[Rows of box annotation data]

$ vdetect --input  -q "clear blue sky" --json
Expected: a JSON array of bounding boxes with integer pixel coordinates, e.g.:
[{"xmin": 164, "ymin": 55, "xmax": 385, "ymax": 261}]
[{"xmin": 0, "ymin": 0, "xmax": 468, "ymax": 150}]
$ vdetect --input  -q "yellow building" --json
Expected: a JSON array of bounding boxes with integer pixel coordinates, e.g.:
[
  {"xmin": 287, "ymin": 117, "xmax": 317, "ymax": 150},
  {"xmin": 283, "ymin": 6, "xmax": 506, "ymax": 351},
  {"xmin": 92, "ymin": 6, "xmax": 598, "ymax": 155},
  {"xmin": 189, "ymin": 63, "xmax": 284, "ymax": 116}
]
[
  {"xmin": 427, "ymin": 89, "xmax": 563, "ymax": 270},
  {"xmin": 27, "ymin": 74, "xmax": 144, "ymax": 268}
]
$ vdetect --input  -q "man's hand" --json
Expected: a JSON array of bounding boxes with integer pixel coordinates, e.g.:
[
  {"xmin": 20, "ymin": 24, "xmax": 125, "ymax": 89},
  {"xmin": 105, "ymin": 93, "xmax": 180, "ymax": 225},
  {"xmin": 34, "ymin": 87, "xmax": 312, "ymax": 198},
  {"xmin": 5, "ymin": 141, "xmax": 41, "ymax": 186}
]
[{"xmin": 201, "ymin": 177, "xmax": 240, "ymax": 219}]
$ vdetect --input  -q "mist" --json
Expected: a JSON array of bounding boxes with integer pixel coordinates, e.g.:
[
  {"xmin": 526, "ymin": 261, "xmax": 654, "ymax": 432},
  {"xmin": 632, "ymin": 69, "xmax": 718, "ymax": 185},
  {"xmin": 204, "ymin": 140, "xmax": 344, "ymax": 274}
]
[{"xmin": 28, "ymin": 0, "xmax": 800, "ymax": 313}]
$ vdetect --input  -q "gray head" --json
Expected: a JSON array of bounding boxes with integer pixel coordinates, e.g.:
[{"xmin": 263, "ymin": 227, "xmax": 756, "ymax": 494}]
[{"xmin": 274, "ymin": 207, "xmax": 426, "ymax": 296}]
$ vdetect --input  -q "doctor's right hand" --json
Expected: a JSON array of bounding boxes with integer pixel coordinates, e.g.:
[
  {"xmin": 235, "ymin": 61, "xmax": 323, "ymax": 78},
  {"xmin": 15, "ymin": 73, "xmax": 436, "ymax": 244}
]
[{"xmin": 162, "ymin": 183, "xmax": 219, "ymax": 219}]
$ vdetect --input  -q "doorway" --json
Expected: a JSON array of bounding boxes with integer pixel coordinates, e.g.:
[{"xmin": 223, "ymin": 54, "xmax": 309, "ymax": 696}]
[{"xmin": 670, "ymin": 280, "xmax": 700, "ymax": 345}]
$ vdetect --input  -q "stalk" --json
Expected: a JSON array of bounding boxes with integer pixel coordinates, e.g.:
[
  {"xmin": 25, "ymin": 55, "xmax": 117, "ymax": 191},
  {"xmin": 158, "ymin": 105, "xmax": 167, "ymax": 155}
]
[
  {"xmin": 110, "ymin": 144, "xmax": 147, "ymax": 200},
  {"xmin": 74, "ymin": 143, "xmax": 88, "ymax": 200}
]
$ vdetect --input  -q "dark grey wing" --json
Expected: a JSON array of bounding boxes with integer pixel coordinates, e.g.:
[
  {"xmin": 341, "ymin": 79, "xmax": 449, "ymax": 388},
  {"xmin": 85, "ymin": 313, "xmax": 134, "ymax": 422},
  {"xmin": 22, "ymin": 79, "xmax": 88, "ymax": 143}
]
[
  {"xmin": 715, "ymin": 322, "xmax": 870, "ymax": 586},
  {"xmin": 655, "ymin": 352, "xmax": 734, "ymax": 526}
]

Your instructions | Please list every line of the entries above that contains the word "hand", counting only matches with the same case.

Result |
$ vdetect --input  -q "man's hand" --json
$ vdetect --input  -q "doctor's right hand" --json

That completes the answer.